═══ Supplied data ═══

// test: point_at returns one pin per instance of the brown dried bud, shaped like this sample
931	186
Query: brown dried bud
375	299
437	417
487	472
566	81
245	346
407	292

═══

— How to complete this task —
Could you produce an exact copy of the whole listing?

— Task output —
// test: point_at returns one pin per instance of the brown dried bud, shaped like this sample
931	186
Query: brown dried bud
375	299
437	417
487	472
566	81
245	346
407	292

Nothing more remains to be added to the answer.